Complaint Research · BBB Data · June 2026
The most useful public source for Birch Gold Group complaints is the BBB complaints page, which shows status labels for each entry (Resolved, Unresolved, Answered, Unanswered). For near-retirees, the bigger questions are: Did any IRA gold purchase meet IRS eligibility rules? Were fees and buyback terms clearly disclosed? Those are compliance and transparency questions, not just service questions.
BBB complaint pages are most helpful when you read the status labels correctly. A complaint marked Answered is not the same as Resolved, and an Unanswered complaint does not automatically mean the business acted illegally.
| Status label | Plain-English meaning |
|---|---|
| Resolved | The issue was closed to the complainant's satisfaction |
| Unresolved | The dispute was not closed to the complainant's satisfaction |
| Answered | The company responded (not the same as resolved) |
| Unanswered | The company did not respond, or complaint didn't reach a final response stage |
When evaluating Birch Gold Group complaints, the best workflow is: open the BBB complaints page, check the status breakdown, review individual complaint narratives, separate emotional complaints from document-based issues, and ask whether each issue is about cost, product eligibility, buyback terms, communication, or timing.

(Collected data entries)

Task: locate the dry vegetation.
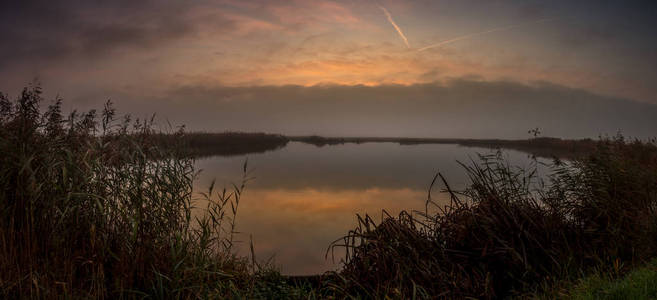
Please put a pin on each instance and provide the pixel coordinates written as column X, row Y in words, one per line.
column 92, row 207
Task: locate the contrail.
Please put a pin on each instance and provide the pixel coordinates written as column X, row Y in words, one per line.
column 401, row 33
column 467, row 36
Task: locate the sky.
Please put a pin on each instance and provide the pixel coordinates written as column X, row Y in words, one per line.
column 439, row 68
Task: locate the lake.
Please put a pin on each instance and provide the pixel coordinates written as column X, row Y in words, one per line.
column 304, row 197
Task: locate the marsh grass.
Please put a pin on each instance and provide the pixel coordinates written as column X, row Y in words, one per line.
column 93, row 207
column 510, row 233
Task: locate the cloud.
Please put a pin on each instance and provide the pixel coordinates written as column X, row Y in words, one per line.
column 459, row 108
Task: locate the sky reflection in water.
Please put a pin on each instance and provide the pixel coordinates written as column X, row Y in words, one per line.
column 304, row 197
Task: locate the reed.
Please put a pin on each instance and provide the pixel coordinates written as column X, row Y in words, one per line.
column 93, row 207
column 510, row 233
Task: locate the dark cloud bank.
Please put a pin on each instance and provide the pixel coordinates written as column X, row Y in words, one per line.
column 460, row 108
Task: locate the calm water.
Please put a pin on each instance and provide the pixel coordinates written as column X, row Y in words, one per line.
column 304, row 197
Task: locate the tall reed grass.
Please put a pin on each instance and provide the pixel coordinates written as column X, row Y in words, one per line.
column 92, row 207
column 510, row 233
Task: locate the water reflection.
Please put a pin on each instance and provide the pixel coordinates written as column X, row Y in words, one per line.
column 304, row 197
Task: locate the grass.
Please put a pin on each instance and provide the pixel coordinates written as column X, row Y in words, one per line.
column 638, row 284
column 509, row 233
column 92, row 206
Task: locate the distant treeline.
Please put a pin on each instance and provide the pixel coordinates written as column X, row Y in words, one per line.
column 200, row 144
column 541, row 146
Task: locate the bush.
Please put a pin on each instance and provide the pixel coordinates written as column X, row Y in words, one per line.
column 508, row 232
column 91, row 207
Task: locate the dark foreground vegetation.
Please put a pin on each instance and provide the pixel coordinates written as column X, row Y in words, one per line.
column 85, row 211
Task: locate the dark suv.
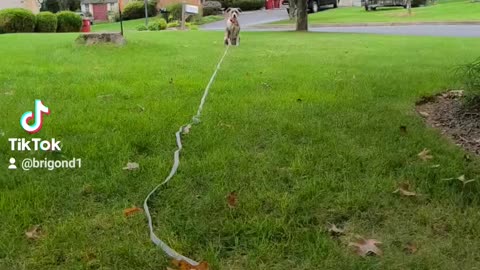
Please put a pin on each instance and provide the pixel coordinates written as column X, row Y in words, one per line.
column 313, row 5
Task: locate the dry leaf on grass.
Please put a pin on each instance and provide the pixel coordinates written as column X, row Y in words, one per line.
column 33, row 232
column 130, row 211
column 131, row 166
column 232, row 199
column 424, row 114
column 425, row 155
column 186, row 129
column 462, row 179
column 365, row 247
column 404, row 190
column 183, row 265
column 334, row 230
column 410, row 248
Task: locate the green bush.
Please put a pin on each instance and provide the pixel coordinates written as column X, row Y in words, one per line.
column 245, row 5
column 141, row 27
column 157, row 25
column 136, row 10
column 46, row 22
column 175, row 11
column 471, row 72
column 173, row 24
column 212, row 8
column 16, row 20
column 69, row 22
column 417, row 3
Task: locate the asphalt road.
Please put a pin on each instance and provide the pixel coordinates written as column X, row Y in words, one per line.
column 251, row 21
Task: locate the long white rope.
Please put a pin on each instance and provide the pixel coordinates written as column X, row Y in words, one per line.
column 176, row 162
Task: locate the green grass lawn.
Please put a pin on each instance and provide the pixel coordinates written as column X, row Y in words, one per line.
column 131, row 25
column 304, row 137
column 443, row 11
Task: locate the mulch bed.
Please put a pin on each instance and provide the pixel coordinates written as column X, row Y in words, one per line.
column 447, row 113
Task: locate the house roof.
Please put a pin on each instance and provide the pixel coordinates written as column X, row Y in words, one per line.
column 98, row 1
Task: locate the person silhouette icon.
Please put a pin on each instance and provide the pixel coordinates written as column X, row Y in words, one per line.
column 12, row 164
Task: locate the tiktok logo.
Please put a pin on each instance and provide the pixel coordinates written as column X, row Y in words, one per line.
column 37, row 115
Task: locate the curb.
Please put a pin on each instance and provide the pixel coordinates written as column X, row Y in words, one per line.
column 288, row 26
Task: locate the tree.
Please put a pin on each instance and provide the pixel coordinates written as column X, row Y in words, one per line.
column 58, row 5
column 302, row 15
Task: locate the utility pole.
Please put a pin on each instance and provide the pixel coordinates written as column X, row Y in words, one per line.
column 146, row 14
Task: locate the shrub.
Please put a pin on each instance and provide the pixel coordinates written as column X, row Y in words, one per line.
column 157, row 25
column 417, row 3
column 175, row 11
column 69, row 22
column 46, row 22
column 173, row 24
column 141, row 27
column 212, row 8
column 16, row 20
column 136, row 10
column 245, row 5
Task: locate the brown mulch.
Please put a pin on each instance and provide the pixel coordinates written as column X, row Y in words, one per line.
column 447, row 113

### WRITTEN TASK A
In the guide on Birch Gold Group complaints, what does the status label "Unanswered" mean?
### WRITTEN TASK B
Resume the guide on Birch Gold Group complaints from its last sentence, carrying on in the same style.
The entries can be set aside for these tasks.

### TASK RESULT A
The company did not respond, or the complaint didn't reach a final response stage.

### TASK RESULT B
Gold IRA complaints are easiest to understand when sorted into practical categories: pricing, buyback expectations, paperwork, and communication. They should be analyzed like financial documents, not like headlines.
Operational complaint
Slow response, shipping delay, paperwork confusion. Frustrating but not necessarily a rule violation.
Disclosure complaint
Fee not understood, spread not explained, storage cost was a surprise. Points to transparency issues.
Liquidity complaint
Buyback quote lower than expected, timing issue when selling. May indicate pricing expectations were not set correctly.
Compliance-critical complaint
Metal eligibility, prohibited transaction concerns, missing custodian documentation. Requires IRS-level evaluation of the actual account documents.
The IRS says IRAs generally cannot invest in collectibles, and precious metals are only allowed when they meet specific requirements under IRC §408(m). See IRS guidance on collectibles in individually directed qualified plan accounts. That means the metal itself, the structure of the account, and the way the transaction is handled all matter.
If an IRA acquires a collectible in a way that violates the rules, IRS guidance says it can be treated as an immediate distribution — taxable as ordinary income, plus potentially a 10% additional tax for those under 59½. The IRS also warns about prohibited transactions involving disqualified persons, and certain prohibited transactions may require excise-tax reporting using IRS Form 5330.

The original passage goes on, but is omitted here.